[Point annotations for photos]

++++++

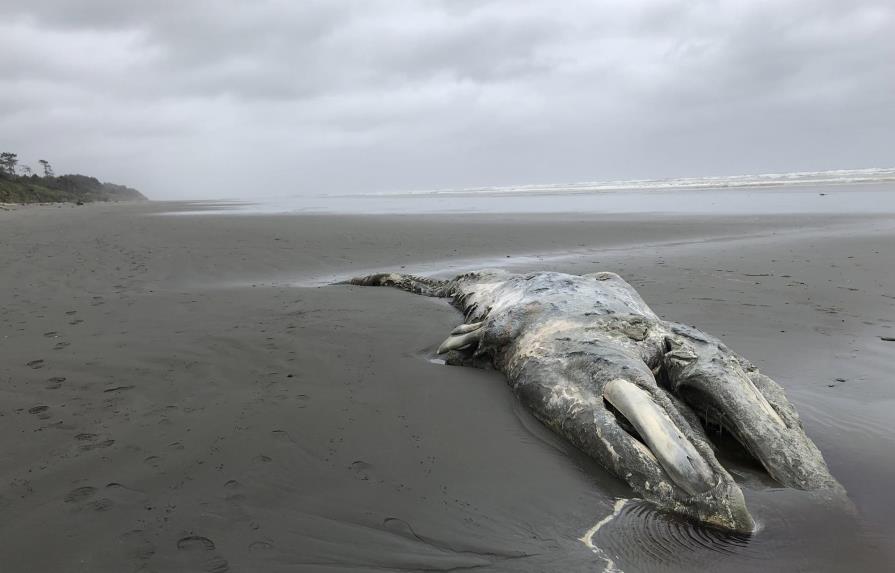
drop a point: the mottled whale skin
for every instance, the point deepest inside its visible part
(591, 360)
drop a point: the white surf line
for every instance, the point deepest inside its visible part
(445, 267)
(588, 537)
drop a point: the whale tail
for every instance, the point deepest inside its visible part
(411, 283)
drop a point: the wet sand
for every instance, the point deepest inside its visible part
(177, 395)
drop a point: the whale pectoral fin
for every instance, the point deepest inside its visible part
(460, 341)
(674, 451)
(468, 327)
(714, 381)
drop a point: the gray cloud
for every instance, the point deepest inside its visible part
(213, 98)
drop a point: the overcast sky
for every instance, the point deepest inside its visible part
(213, 98)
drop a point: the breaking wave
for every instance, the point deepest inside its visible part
(834, 177)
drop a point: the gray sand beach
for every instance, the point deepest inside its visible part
(186, 394)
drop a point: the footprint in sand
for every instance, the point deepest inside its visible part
(361, 469)
(101, 504)
(79, 494)
(137, 546)
(199, 551)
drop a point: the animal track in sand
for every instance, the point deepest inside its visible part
(197, 548)
(195, 543)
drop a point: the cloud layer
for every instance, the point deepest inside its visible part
(237, 99)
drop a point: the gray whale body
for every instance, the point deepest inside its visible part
(589, 358)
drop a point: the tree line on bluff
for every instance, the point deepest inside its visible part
(19, 184)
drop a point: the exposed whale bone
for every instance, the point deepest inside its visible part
(594, 363)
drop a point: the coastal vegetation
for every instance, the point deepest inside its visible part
(20, 184)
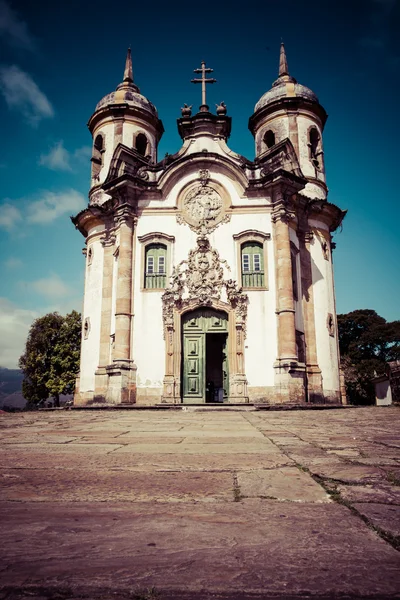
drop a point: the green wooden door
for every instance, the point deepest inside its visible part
(196, 325)
(225, 368)
(194, 364)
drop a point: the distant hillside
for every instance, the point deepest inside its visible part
(11, 388)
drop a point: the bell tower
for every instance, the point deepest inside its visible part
(126, 117)
(291, 110)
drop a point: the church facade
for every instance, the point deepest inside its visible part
(209, 276)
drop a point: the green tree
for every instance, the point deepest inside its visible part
(367, 342)
(51, 358)
(64, 363)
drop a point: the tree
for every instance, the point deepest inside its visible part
(51, 359)
(367, 341)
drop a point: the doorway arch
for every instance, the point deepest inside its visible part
(174, 320)
(205, 362)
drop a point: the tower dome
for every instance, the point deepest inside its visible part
(285, 86)
(125, 117)
(127, 92)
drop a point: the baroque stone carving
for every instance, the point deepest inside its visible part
(201, 277)
(203, 208)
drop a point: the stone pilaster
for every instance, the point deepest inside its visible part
(122, 373)
(314, 377)
(101, 377)
(289, 375)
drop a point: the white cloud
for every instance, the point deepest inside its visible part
(53, 205)
(13, 263)
(60, 159)
(9, 216)
(12, 29)
(57, 159)
(52, 287)
(14, 327)
(22, 93)
(83, 154)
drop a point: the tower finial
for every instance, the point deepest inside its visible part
(283, 67)
(128, 73)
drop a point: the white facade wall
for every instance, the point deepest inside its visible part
(313, 190)
(279, 124)
(92, 310)
(324, 304)
(107, 130)
(261, 341)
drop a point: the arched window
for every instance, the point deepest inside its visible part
(295, 278)
(269, 139)
(155, 266)
(141, 144)
(314, 145)
(252, 265)
(97, 156)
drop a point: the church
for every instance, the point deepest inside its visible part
(208, 275)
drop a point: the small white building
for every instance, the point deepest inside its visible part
(209, 276)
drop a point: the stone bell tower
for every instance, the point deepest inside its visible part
(302, 222)
(124, 122)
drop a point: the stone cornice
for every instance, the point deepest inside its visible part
(324, 211)
(118, 111)
(295, 103)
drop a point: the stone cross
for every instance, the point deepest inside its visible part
(203, 80)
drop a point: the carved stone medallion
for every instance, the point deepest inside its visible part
(203, 207)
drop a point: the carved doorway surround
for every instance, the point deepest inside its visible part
(199, 283)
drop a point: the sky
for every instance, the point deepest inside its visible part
(58, 59)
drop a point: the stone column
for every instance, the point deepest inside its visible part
(101, 377)
(314, 378)
(284, 301)
(121, 387)
(123, 311)
(289, 375)
(106, 301)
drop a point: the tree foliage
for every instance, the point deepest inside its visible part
(50, 362)
(367, 342)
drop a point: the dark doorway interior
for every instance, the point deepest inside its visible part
(215, 344)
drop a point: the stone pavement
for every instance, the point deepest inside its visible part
(200, 504)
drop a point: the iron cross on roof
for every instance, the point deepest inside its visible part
(203, 81)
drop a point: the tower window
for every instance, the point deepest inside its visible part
(314, 145)
(295, 277)
(141, 144)
(155, 266)
(269, 139)
(97, 156)
(252, 265)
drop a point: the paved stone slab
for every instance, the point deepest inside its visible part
(281, 484)
(134, 499)
(384, 494)
(383, 516)
(255, 548)
(41, 485)
(347, 472)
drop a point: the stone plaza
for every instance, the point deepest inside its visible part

++++++

• PROBLEM TO WORK ON:
Copy these entries line for line, leaving out the pictures.

• FINAL RESULT:
drop a point: the mottled whale skin
for every instance, the point deepest inside its visible part
(591, 360)
drop a point: the white surf line
for every instance, the point deepest inside its visible part
(445, 267)
(588, 537)
drop a point: the whale tail
for every instance, the point deepest inside its visible part
(411, 283)
drop a point: the wet sand
for every instance, the point deepest inside its visible part
(177, 395)
drop a point: the whale pectoral fin
for every instance, the point deepest inside its visible part
(460, 341)
(674, 451)
(468, 327)
(714, 381)
drop a point: the gray cloud
for every instance, the point deepest inside its visible part
(213, 98)
drop a point: the overcast sky
for every instance, the point deepest inside its visible part
(213, 98)
drop a point: the breaking wave
for every instance, the point deepest inside its visible part
(834, 177)
drop a point: the gray sand beach
for every instance, the point deepest inside its visible part
(186, 394)
drop a point: the footprint in sand
for every instance, the point deepest inside its visible part
(361, 469)
(101, 504)
(79, 494)
(137, 546)
(199, 551)
drop a point: the animal track in sand
for every instance, the point deepest inside its visible part
(197, 548)
(195, 543)
drop a point: the cloud layer
for every instance, the point deepest inside its visible part
(237, 99)
drop a point: the gray whale body
for every instance, the point deepest inside its visible part
(589, 358)
drop a point: the tree line on bluff
for every instance, the point deepest inside its visible part
(19, 184)
drop a point: the exposed whale bone
for every instance, the point deepest inside its visible part
(594, 363)
drop a point: the coastal vegetation
for every instance, the point deepest inside its visible part
(20, 184)
drop a point: the green wooden door
for every instance, the point deepest inside its visible part
(196, 325)
(225, 368)
(194, 364)
drop a point: the distant hillside
for every instance, the point deepest inside its visible part
(11, 388)
drop a point: the bell tower
for every instance, the point deepest inside its visible part
(126, 117)
(291, 110)
drop a point: the church facade
for every instance, the point deepest inside its visible part
(209, 276)
drop a point: the green tree
for every instance, the point deepest inside its visible part
(367, 342)
(51, 358)
(64, 363)
drop a point: the tree
for every instance, the point deepest inside its visible part
(51, 359)
(367, 341)
drop a point: the doorway arch
for every instance, the point deepest inside its visible part
(174, 320)
(205, 362)
drop a point: the tower dome
for every instance, the point deepest inside its visible part
(285, 86)
(125, 117)
(127, 92)
drop a point: the baroque stone carving
for every instance, the point deepest inside its visible part
(201, 277)
(203, 208)
drop a point: the stone pilaster
for every instance, the point deepest inside its visible part
(122, 373)
(314, 377)
(101, 377)
(289, 375)
drop a point: the white cloud
for every instance, the point deepest inside its visible part
(53, 205)
(13, 263)
(60, 159)
(9, 216)
(12, 29)
(57, 159)
(52, 287)
(14, 327)
(22, 93)
(83, 154)
drop a point: the tower finial
for every instance, the point deepest inside its visible part
(283, 67)
(128, 73)
drop a point: the white facade wall
for every instance, the point deepest inside its visible part
(313, 190)
(279, 124)
(92, 310)
(324, 304)
(107, 130)
(261, 341)
drop a point: the arched window
for every instance, the point deepest inside its visible part
(295, 278)
(269, 139)
(155, 266)
(141, 144)
(314, 145)
(252, 265)
(97, 156)
drop a point: the church
for every instance, the point deepest inside its visible part
(208, 275)
drop a point: the small white building
for every instance, the point deepest inside its visible part
(209, 276)
drop a point: the stone bell tower
for every instance, the point deepest inside its visible part
(302, 222)
(124, 122)
drop a point: the stone cornice
for every instance, the point deepest inside its visible part
(324, 211)
(118, 111)
(295, 103)
drop a point: the stone cross
for every instance, the point deepest inside its visible part
(203, 80)
drop a point: the carved stone medallion
for every instance, the point deepest inside its visible part
(203, 207)
drop a point: the carved doorway surround
for every instance, the point deepest inside its visible part
(199, 283)
drop a point: the sky
for every instance, the point deepest inside its visible part
(58, 59)
drop a point: the stone column
for every instance, the point deepest inside its visible part
(101, 377)
(314, 378)
(284, 301)
(121, 387)
(123, 311)
(289, 375)
(106, 301)
drop a point: the tree foliage
for every instance, the point deepest inside its visible part
(50, 362)
(367, 342)
drop a point: the dark doorway interior
for every instance, the point deepest inside its visible part
(215, 344)
drop a point: the stone pavement
for every instance, the point deepest inside its visible part
(200, 504)
drop a point: the iron cross on roof
for every instance, the point deepest inside its visible part
(203, 81)
drop a point: the tower window
for every instance, the point deepest inside its visible part
(314, 145)
(295, 277)
(141, 144)
(155, 266)
(269, 139)
(97, 156)
(252, 265)
drop a point: the paved stone slab
for every instance, the point deepest inside its visible part
(281, 484)
(134, 499)
(384, 494)
(383, 516)
(255, 548)
(41, 485)
(347, 472)
drop a point: the stone plaza
for every instance, the point deepest inside its visible part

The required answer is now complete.